**Source records:**
____________________

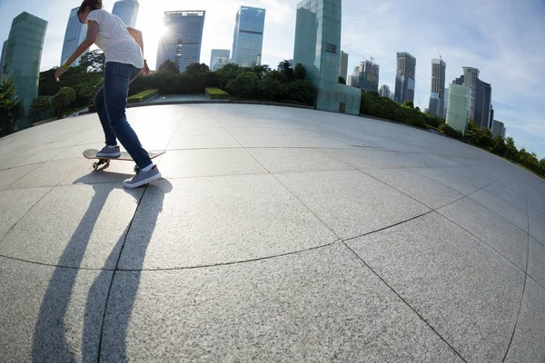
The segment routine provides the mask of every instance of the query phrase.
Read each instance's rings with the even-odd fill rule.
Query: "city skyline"
[[[164,12],[164,26],[166,32],[157,47],[157,64],[170,60],[180,72],[201,59],[204,10],[180,10]],[[158,66],[157,66],[158,68]]]
[[[111,11],[114,0],[104,0],[105,10]],[[242,5],[263,7],[267,11],[263,37],[263,64],[275,68],[278,62],[292,57],[297,0],[188,0],[183,8],[207,10],[203,34],[201,62],[208,63],[212,48],[230,49],[233,44],[233,16]],[[533,46],[545,37],[545,25],[540,19],[545,15],[541,1],[524,4],[488,0],[445,2],[440,8],[430,0],[411,4],[399,1],[342,3],[342,49],[349,53],[348,68],[353,69],[372,54],[381,64],[381,83],[393,90],[396,52],[407,51],[419,59],[416,65],[415,106],[421,110],[430,98],[430,60],[438,56],[448,64],[447,83],[459,77],[461,67],[470,65],[481,70],[482,79],[492,84],[492,104],[495,117],[506,122],[507,136],[513,136],[517,145],[545,157],[545,91],[539,80],[545,77],[541,66],[545,50]],[[49,21],[43,54],[42,71],[58,65],[67,15],[75,4],[53,0],[52,6],[41,6],[36,0],[7,2],[0,0],[0,44],[7,38],[11,19],[23,11]],[[481,20],[463,16],[471,6]],[[136,27],[143,30],[150,65],[154,68],[157,39],[161,31],[163,12],[179,10],[178,2],[156,0],[141,2]],[[406,19],[423,19],[411,31],[406,31]],[[365,19],[365,22],[362,22]],[[361,34],[365,34],[365,42]],[[414,49],[413,49],[414,48]],[[531,49],[531,50],[530,50]],[[516,66],[506,67],[505,64]],[[530,93],[528,90],[531,90]],[[446,102],[446,95],[445,95]]]
[[[87,27],[84,25],[77,17],[77,10],[79,7],[74,7],[70,10],[68,23],[66,25],[66,32],[64,33],[64,41],[63,42],[63,53],[59,65],[68,60],[70,55],[74,54],[75,49],[82,44],[87,35]],[[85,53],[87,53],[89,49]],[[84,53],[84,54],[85,54]],[[84,55],[82,54],[82,55]],[[81,56],[74,62],[74,65],[78,65]]]
[[[241,6],[233,34],[233,63],[246,67],[262,64],[265,9]]]

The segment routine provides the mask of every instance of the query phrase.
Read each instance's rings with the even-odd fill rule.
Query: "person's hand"
[[[59,77],[61,75],[63,75],[64,74],[64,72],[66,72],[66,69],[64,69],[64,67],[63,67],[62,65],[60,67],[57,68],[56,72],[54,73],[54,80],[56,82],[59,82]]]
[[[144,76],[148,76],[152,74],[152,72],[150,71],[150,67],[148,67],[148,65],[147,65],[146,61],[144,61],[144,67],[142,68],[142,71],[140,71],[140,73]]]

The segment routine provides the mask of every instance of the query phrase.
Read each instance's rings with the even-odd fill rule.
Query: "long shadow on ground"
[[[166,181],[162,181],[163,182]],[[78,182],[76,181],[75,182]],[[166,182],[168,183],[168,182]],[[153,231],[155,228],[157,217],[162,210],[164,193],[157,192],[165,190],[168,192],[170,188],[159,188],[149,185],[146,188],[153,188],[155,192],[154,198],[148,201],[148,206],[151,206],[147,213],[149,219],[145,223],[149,233],[143,238],[144,246],[147,247]],[[94,184],[94,195],[93,196],[89,207],[85,211],[78,227],[74,231],[63,255],[59,259],[47,290],[40,307],[40,312],[37,319],[36,327],[33,341],[33,361],[35,362],[75,362],[75,361],[93,361],[99,360],[100,339],[102,338],[102,327],[110,287],[114,281],[115,270],[112,267],[117,267],[120,254],[123,251],[123,245],[129,233],[130,223],[126,226],[122,237],[117,240],[112,252],[104,262],[104,269],[101,270],[94,279],[91,289],[87,294],[86,299],[82,302],[85,305],[83,326],[83,336],[79,337],[77,316],[74,317],[74,311],[77,314],[82,309],[80,302],[76,300],[77,296],[74,294],[75,284],[78,281],[78,273],[81,270],[77,268],[66,268],[63,266],[80,266],[84,259],[87,245],[89,243],[93,230],[96,224],[98,217],[107,201],[108,195],[116,188],[123,188],[119,184]],[[145,194],[145,190],[142,198]],[[142,199],[141,199],[142,201]],[[144,250],[145,250],[145,249]],[[142,268],[144,260],[144,253],[142,256],[134,256],[135,270]],[[85,273],[92,273],[86,271]],[[128,294],[124,296],[124,306],[132,310],[136,294],[138,292],[140,273],[138,273],[138,282],[127,289]],[[71,304],[72,302],[72,304]],[[67,314],[69,311],[72,314]],[[83,312],[83,311],[81,311]],[[81,314],[79,314],[81,316]],[[126,319],[122,321],[116,321],[114,329],[117,348],[124,353],[125,336],[130,313],[124,315]],[[74,341],[75,339],[81,341]],[[81,348],[79,348],[81,346]],[[123,350],[121,350],[123,349]],[[80,353],[81,352],[81,353]],[[81,357],[80,357],[81,354]],[[126,355],[124,355],[126,357]]]

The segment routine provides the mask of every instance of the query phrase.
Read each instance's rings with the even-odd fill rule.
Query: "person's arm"
[[[94,42],[96,41],[97,34],[98,34],[98,23],[94,22],[94,21],[87,22],[87,36],[82,42],[82,44],[79,44],[79,46],[77,48],[75,48],[75,51],[70,56],[70,58],[68,58],[68,60],[66,61],[66,63],[64,63],[64,64],[66,64],[67,66],[70,66],[70,64],[72,64],[77,58],[79,58],[79,56],[82,55],[87,48],[89,48],[91,45],[93,45],[94,44]],[[66,72],[68,70],[68,67],[64,66],[64,64],[58,67],[57,71],[54,74],[54,78],[57,82],[59,82],[59,77],[64,72]]]
[[[144,36],[142,35],[142,32],[138,29],[134,29],[130,26],[127,26],[127,31],[129,32],[131,36],[134,38],[134,42],[136,42],[138,46],[140,46],[140,49],[142,49],[142,54],[144,55]],[[142,68],[142,74],[144,75],[150,74],[150,68],[148,67],[145,59],[144,60],[144,68]]]

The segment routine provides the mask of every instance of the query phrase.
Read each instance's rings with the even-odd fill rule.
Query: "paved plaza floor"
[[[545,182],[404,125],[127,110],[0,139],[0,362],[542,362]]]

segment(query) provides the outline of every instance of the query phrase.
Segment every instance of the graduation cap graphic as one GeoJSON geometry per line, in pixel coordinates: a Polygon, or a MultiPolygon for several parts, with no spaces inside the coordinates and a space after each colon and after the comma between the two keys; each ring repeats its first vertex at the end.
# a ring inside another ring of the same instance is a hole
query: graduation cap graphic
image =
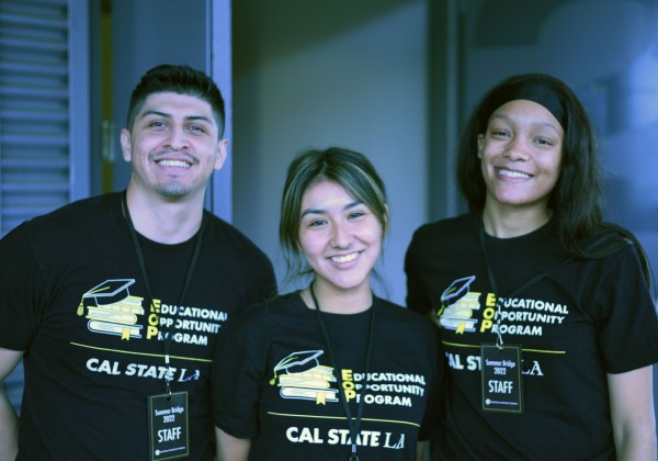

____________________

**Written task:**
Scale the lines between the start of the items and the line holding "[[[241,6],[233,34],[233,63],[246,67],[262,64],[265,9]]]", inclusive, by writing them out again with the requests included. Multiply every polygon coordinate in the answers by 1.95, round each to a whole number with halves going up, and leave the pictures out.

**Finished answer:**
The segment routine provides the mask of every instance of the query phrase.
Read each instance's rings with the even-odd fill rule.
Query: "city skyline"
[[[320,23],[320,51],[324,62],[306,92],[306,125],[332,117],[351,140],[392,115],[398,20],[351,20]],[[308,129],[306,129],[308,133]]]
[[[216,21],[222,0],[203,0],[205,20]],[[472,10],[513,14],[521,21],[513,72],[513,125],[536,133],[542,121],[569,111],[579,0],[367,0],[357,16],[404,20],[396,66],[392,121],[406,123],[413,94],[449,96],[454,86],[454,31]],[[1039,90],[1063,72],[1063,49],[1053,37],[1063,29],[1055,2],[1022,8],[952,0],[868,4],[858,16],[839,0],[801,8],[778,2],[667,6],[667,96],[681,103],[679,133],[688,135],[725,105],[743,125],[743,162],[766,176],[772,101],[794,99],[817,115],[811,127],[809,207],[821,215],[839,191],[839,117],[854,109],[874,125],[872,162],[895,150],[899,131],[917,127],[938,137],[940,154],[959,164],[959,203],[965,228],[987,238],[989,265],[1000,265],[1008,283],[1063,306],[1063,177],[1051,156],[1063,150],[1055,129],[1063,98]],[[96,41],[84,105],[82,138],[113,127],[131,29],[146,8],[103,0],[101,12],[80,12],[70,0],[14,4],[0,0],[0,86],[14,74],[21,37],[45,21]],[[938,39],[903,31],[918,12]],[[265,53],[279,59],[293,127],[300,133],[306,76],[314,60],[318,23],[349,20],[347,4],[304,0],[275,4]],[[792,37],[825,37],[801,60],[792,60]],[[712,37],[712,43],[706,43]],[[704,66],[712,66],[712,82]],[[807,96],[805,96],[807,94]],[[1035,96],[1035,98],[1034,98]],[[1006,129],[987,131],[985,125]],[[1034,181],[1030,176],[1035,176]],[[870,199],[870,185],[868,185]]]
[[[170,53],[164,49],[150,33],[150,20],[154,14],[144,14],[137,20],[133,45],[129,49],[129,62],[125,64],[125,80],[123,82],[123,103],[115,127],[133,117],[137,107],[144,105],[146,96],[160,86],[170,68]],[[166,103],[170,103],[174,96]],[[164,103],[164,105],[166,105]],[[164,107],[160,105],[160,107]],[[158,109],[144,121],[144,127],[152,127]]]
[[[470,12],[454,66],[454,123],[480,131],[511,125],[517,18]]]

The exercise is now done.